[[ Records supplied, beginning ]]

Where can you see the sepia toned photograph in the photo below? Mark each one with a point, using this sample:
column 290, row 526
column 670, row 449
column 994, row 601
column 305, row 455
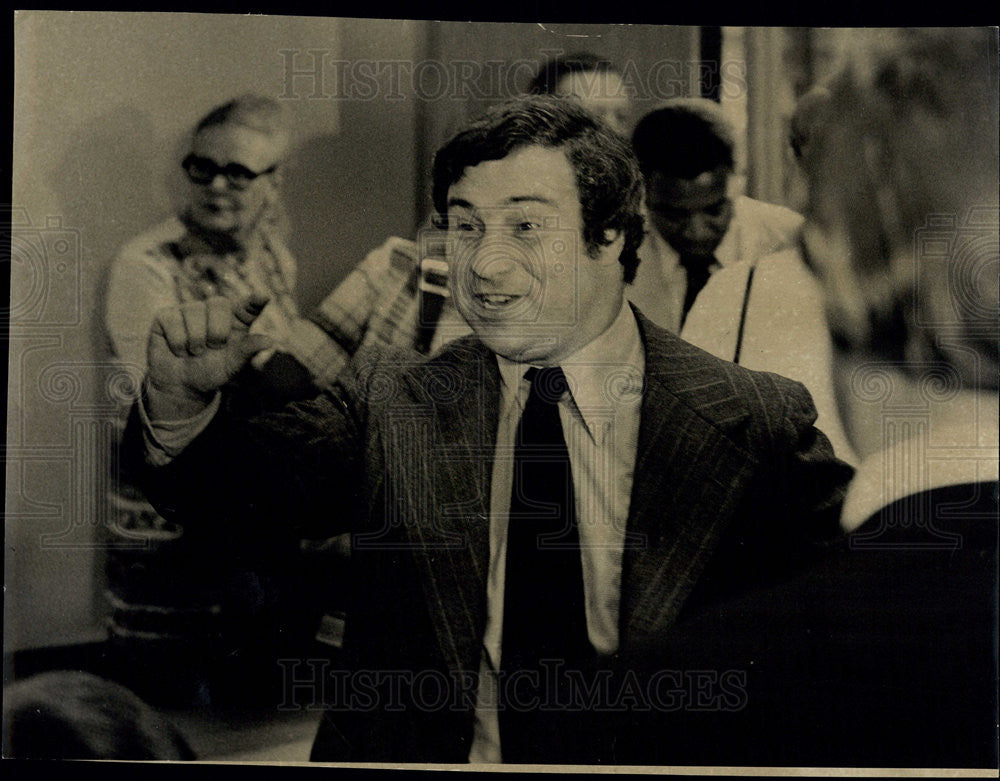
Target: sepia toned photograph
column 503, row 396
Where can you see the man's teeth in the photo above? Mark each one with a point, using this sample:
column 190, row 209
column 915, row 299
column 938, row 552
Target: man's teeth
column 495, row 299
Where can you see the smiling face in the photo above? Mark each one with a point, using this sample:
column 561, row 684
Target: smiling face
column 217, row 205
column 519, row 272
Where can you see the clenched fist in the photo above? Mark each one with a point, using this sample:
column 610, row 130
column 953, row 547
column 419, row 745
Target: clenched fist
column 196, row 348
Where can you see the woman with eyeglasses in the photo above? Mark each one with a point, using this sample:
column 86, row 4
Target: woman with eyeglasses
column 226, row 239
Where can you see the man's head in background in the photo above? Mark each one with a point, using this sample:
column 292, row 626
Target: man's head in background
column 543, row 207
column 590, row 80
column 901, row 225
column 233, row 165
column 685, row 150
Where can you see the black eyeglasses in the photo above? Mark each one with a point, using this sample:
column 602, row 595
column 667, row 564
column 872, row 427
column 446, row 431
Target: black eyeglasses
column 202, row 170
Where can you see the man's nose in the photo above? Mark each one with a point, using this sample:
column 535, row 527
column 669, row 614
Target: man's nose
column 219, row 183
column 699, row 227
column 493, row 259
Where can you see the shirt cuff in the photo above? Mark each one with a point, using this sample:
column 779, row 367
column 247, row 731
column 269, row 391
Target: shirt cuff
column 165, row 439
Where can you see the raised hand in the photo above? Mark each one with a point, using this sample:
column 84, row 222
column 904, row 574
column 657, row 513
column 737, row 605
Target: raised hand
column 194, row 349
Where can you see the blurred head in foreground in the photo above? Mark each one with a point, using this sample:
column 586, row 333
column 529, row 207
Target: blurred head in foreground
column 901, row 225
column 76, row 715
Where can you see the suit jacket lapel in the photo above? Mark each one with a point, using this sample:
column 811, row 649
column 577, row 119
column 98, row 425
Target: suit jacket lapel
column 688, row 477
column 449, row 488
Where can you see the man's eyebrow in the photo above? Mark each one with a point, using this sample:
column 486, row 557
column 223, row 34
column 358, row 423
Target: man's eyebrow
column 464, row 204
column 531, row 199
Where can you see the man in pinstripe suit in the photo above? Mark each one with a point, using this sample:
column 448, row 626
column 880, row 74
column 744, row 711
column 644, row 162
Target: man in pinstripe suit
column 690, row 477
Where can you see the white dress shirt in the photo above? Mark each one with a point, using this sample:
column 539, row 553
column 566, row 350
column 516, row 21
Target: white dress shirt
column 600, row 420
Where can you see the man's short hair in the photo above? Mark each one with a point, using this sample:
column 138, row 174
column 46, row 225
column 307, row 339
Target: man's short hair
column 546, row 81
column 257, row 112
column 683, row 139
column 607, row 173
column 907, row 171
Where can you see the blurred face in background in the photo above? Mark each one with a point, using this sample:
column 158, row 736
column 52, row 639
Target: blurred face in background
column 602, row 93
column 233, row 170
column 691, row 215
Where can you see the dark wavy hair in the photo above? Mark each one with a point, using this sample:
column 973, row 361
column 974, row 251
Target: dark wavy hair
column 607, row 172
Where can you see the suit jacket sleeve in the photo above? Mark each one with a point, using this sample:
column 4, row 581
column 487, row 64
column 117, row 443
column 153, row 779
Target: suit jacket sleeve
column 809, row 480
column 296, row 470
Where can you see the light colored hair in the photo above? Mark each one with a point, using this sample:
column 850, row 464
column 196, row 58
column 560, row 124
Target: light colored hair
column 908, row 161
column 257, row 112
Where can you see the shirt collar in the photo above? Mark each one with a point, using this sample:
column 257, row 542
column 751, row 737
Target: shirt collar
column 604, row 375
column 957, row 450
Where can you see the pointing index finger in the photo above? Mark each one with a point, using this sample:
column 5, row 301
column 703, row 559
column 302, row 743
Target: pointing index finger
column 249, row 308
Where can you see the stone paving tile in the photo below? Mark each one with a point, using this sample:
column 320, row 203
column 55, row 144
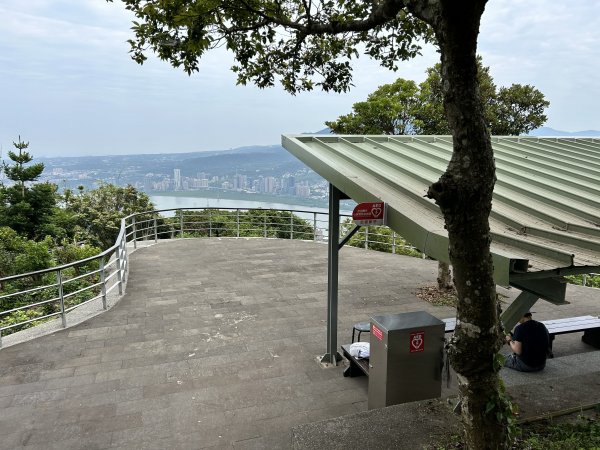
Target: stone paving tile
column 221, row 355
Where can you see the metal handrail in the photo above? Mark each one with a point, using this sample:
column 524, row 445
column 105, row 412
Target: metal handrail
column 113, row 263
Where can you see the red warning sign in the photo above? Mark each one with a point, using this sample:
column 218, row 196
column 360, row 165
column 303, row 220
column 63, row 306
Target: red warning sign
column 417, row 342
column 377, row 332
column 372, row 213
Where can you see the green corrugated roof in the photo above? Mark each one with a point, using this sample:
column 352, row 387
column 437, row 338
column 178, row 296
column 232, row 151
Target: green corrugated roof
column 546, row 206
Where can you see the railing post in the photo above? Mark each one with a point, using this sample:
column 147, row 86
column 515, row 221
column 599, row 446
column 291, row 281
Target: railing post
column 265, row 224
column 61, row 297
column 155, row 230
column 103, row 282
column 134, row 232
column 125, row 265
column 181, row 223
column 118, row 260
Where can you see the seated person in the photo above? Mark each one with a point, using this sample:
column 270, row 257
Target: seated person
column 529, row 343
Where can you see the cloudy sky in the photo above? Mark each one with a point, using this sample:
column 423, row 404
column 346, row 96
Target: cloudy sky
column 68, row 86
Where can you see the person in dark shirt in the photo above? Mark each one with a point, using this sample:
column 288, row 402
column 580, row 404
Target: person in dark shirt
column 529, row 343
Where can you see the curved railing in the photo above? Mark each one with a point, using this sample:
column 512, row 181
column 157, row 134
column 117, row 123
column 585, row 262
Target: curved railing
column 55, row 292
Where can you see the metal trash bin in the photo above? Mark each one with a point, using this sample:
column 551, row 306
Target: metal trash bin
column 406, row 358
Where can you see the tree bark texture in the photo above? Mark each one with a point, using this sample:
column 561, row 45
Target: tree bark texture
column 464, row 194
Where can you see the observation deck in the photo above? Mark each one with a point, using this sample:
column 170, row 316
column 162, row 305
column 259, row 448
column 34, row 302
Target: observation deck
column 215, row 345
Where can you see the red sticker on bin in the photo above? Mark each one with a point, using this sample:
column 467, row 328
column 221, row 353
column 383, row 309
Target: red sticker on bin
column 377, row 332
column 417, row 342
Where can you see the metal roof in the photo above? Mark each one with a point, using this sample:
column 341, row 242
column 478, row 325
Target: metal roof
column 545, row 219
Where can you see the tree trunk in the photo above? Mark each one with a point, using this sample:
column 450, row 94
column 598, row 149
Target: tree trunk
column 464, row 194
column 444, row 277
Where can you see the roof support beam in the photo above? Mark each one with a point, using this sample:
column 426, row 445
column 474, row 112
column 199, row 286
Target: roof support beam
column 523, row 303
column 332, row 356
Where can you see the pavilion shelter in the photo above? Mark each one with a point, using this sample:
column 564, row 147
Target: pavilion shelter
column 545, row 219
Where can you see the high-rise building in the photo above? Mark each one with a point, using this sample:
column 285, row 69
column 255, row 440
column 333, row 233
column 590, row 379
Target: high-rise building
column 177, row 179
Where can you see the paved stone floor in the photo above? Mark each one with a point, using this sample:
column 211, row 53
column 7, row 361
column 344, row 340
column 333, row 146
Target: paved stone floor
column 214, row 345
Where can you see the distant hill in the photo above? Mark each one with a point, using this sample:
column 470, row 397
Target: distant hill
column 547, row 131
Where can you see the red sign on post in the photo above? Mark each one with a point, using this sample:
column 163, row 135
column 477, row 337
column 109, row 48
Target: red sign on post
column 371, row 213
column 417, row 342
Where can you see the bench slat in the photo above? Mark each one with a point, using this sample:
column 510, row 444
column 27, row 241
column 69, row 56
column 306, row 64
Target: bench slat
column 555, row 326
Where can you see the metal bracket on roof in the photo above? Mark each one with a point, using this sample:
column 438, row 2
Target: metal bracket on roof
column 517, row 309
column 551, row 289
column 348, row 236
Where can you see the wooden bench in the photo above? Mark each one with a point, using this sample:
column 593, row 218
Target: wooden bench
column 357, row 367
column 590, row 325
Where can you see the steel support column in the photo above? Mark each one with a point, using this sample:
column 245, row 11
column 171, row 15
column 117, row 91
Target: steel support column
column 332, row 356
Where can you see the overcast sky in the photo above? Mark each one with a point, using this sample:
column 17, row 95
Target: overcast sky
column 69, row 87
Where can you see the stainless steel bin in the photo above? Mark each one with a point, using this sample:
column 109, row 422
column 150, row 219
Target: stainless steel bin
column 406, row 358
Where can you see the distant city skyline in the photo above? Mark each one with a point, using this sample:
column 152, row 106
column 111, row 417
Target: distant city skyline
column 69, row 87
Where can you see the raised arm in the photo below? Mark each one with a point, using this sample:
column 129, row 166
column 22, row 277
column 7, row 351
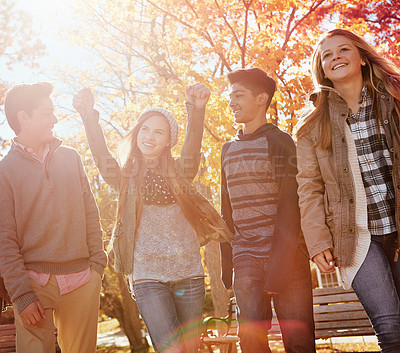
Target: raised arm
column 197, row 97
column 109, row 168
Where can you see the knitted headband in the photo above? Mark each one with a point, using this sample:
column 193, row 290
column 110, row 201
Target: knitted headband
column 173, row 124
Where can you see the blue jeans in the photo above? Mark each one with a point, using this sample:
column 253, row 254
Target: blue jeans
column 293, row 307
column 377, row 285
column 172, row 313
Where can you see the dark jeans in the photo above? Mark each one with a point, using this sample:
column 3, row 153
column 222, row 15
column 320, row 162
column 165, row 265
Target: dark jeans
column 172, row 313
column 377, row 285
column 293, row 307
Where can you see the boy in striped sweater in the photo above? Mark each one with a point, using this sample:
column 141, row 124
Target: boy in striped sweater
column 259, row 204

[[ Records supplied, end ]]

Exercise goal
When you reach the line with "Target: pavilion shelter" in the records above, start writing out lines exactly, and stop once the line with "column 306, row 64" has been written; include nothing else.

Response to this exercise
Target: pavilion shelter
column 545, row 219
Where can you see the high-rise building in the photo above? Mark each one with a point, using this sample:
column 285, row 69
column 255, row 440
column 333, row 233
column 590, row 379
Target: high-rise building
column 177, row 179
Where can you see the paved stone floor in the photo above? Mark each one with a point, using this sample:
column 211, row 53
column 7, row 361
column 344, row 340
column 333, row 146
Target: paved stone floor
column 214, row 345
Where can you see the distant hill in the photo above? Mark each one with a point, using this sample:
column 470, row 397
Target: distant hill
column 547, row 131
Where can you see the red sign on post in the photo above? Mark each one with a point, using this sample:
column 163, row 135
column 477, row 337
column 109, row 48
Target: red sign on post
column 371, row 213
column 417, row 342
Where can you see the bench slat in the photo above? Mark each one with a point, using this sample:
column 510, row 444
column 27, row 241
column 69, row 56
column 306, row 64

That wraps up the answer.